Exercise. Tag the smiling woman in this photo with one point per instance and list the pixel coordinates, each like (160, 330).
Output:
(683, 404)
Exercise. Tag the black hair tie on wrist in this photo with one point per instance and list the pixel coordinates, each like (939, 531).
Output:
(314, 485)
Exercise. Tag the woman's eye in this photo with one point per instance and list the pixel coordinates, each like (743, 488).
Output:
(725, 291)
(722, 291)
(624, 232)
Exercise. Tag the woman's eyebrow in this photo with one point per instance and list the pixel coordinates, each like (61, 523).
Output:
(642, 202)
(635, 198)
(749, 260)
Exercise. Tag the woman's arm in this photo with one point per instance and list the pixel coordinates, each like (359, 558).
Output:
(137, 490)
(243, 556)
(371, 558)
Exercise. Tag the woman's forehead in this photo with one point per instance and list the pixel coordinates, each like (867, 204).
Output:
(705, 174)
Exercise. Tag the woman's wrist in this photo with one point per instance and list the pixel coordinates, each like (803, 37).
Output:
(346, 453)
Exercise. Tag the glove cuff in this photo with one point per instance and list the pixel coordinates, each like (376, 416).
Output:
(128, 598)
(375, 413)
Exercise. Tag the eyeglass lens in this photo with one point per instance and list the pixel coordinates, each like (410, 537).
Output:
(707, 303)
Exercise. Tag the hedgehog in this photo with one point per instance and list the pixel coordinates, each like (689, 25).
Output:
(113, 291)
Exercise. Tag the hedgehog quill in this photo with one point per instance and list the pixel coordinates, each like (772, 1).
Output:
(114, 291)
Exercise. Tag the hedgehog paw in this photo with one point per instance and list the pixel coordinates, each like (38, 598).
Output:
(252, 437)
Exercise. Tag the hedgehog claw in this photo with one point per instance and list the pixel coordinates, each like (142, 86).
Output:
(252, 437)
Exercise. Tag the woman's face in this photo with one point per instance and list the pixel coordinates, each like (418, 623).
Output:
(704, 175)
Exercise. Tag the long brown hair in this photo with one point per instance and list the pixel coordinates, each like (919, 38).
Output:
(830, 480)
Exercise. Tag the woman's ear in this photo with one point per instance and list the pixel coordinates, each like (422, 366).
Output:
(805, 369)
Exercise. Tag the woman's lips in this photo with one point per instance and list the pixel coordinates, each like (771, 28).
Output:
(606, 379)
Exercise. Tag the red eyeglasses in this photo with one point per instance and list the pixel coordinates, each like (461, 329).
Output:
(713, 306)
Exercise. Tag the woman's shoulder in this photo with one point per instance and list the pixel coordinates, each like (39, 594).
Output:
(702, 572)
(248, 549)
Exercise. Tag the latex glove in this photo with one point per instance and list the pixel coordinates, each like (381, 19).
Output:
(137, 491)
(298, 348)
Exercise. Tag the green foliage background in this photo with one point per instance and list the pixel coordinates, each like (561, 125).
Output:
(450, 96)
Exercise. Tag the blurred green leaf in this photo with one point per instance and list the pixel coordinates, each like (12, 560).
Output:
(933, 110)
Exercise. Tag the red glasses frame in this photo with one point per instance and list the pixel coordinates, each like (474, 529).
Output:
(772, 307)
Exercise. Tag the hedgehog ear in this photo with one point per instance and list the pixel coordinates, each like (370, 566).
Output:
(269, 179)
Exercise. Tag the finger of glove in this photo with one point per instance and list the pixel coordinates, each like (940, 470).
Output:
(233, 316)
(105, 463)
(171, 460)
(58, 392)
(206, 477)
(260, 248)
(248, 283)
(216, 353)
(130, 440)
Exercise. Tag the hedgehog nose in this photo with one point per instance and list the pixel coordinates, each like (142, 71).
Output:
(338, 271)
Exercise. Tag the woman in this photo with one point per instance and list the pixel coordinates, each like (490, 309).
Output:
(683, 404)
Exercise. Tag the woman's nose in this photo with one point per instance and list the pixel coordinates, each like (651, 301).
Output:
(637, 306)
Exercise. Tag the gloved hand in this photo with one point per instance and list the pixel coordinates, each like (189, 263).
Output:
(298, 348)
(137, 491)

WORK INSTRUCTIONS >> Turn every line of the items above into a numbered list, leaving out any blank lines.

FINISHED ANSWER >>
1. Exercise. Tag the smiling woman in this photo with one point per instance and list the pixel coordinates, each like (160, 330).
2. Output:
3. (683, 404)
4. Exercise. Tag the black hair tie on wrist in this photo with one point per instance and list the pixel coordinates, each like (939, 531).
5. Output:
6. (314, 485)
7. Exercise. Tag the woman's eye in this photo with one point per instance and list the pixel coordinates, each like (743, 488).
8. Output:
9. (725, 291)
10. (722, 291)
11. (624, 232)
12. Exercise. Tag the woman's eyebrow in this photo with one point per instance and list the pixel coordinates, each like (61, 523).
13. Output:
14. (642, 202)
15. (635, 198)
16. (749, 260)
17. Exercise. Tag the woman's arm in this photo with one point per instance and list the pixel coordinates, each like (359, 558).
18. Output:
19. (137, 490)
20. (243, 556)
21. (371, 558)
22. Exercise. Tag the woman's forehead in this photo with one point per instance and list the pixel coordinates, each like (867, 204).
23. Output:
24. (705, 174)
25. Exercise. Tag the woman's wrist in this photo with one point per instance and list the pixel coordinates, each like (803, 37).
26. Output:
27. (346, 453)
28. Exercise. Tag the glove cuff in this photo with one point per instance and list the pixel coordinates, each like (376, 416).
29. Output:
30. (128, 598)
31. (375, 413)
32. Exercise. Tag the eyeglass lens in this photo with one point per instance and list the pixel coordinates, each like (410, 537).
33. Output:
34. (707, 303)
35. Exercise. Tag the hedgehog in this photo with one point per instance and list the pixel coordinates, each like (689, 25).
36. Output:
37. (113, 291)
38. Exercise. Tag the hedgehog quill in this photo with one point per instance and list the pixel coordinates, each like (772, 1).
39. Output:
40. (114, 291)
41. Exercise. Tag the hedgehog paw in this photo with one point per instance and list the pixel coordinates, each like (38, 598).
42. Output:
43. (252, 437)
44. Exercise. Tag the hedgehog claw in this photo with one point per instance and list the pixel coordinates, each like (142, 86).
45. Output:
46. (252, 437)
47. Exercise. Tag the woman's face in this photo with one point per instance and list the pixel coordinates, each like (418, 623).
48. Output:
49. (704, 175)
50. Exercise. Tag the long brown hair in this photo with one point per instance and list the pixel coordinates, each like (919, 38).
51. Output:
52. (830, 480)
53. Exercise. Tag the woman's ear in this photo with one point per instance and list the pixel coordinates, each like (422, 366).
54. Output:
55. (805, 369)
56. Exercise. Tag the woman's lips in this photo with one point per instance and list the pixel coordinates, each like (771, 28).
57. Output:
58. (606, 379)
59. Exercise. Tag the red eyeglasses in this photo with one point per instance and list the pixel coordinates, each like (461, 329).
60. Output:
61. (713, 306)
62. Exercise. Tag the woman's shoulder in this photo with one point per instance and list the pixel coordinates, each like (39, 594).
63. Output:
64. (702, 572)
65. (248, 549)
66. Exercise. Tag the latex glove in this photo with one point per instance and list the pixel coordinates, each like (381, 19).
67. Output:
68. (137, 491)
69. (298, 348)
70. Exercise. Tag the green foliage background in this photo with one point per instance and list the pixel coordinates, each like (561, 125).
71. Output:
72. (450, 96)
73. Exercise. Tag the blurred green leaf in this photo with one point per instance and list the pixel coordinates, each like (12, 560).
74. Output:
75. (933, 110)
76. Exercise. Tag the red glasses frame in this photo with one point per instance and list the pixel coordinates, each like (474, 529).
77. Output:
78. (772, 307)
79. Exercise. Tag the hedgehog ear in this photo with one point per instance and list the pixel coordinates, each like (370, 566).
80. Output:
81. (269, 179)
82. Exercise. Tag the finger of glove in this photo with one point per instance and list the pixel coordinates, each like (940, 470).
83. Output:
84. (233, 316)
85. (105, 463)
86. (171, 460)
87. (58, 392)
88. (206, 477)
89. (260, 248)
90. (248, 283)
91. (216, 353)
92. (130, 440)
93. Exercise. Tag the hedgehog nose in this photo with one point per instance and list the pixel coordinates, each like (142, 71).
94. Output:
95. (338, 271)
96. Exercise. Tag the woman in this photo with one point per instance and list the pixel coordinates, each like (490, 309).
97. Output:
98. (683, 404)
99. Exercise. Tag the woman's nose in this photo with one point per instance and list the pixel coordinates, each like (651, 301).
100. Output:
101. (637, 306)
102. Exercise. Tag the gloved hand in this photo with one point per instance and list the pixel coordinates, each like (189, 263).
103. Output:
104. (298, 348)
105. (137, 491)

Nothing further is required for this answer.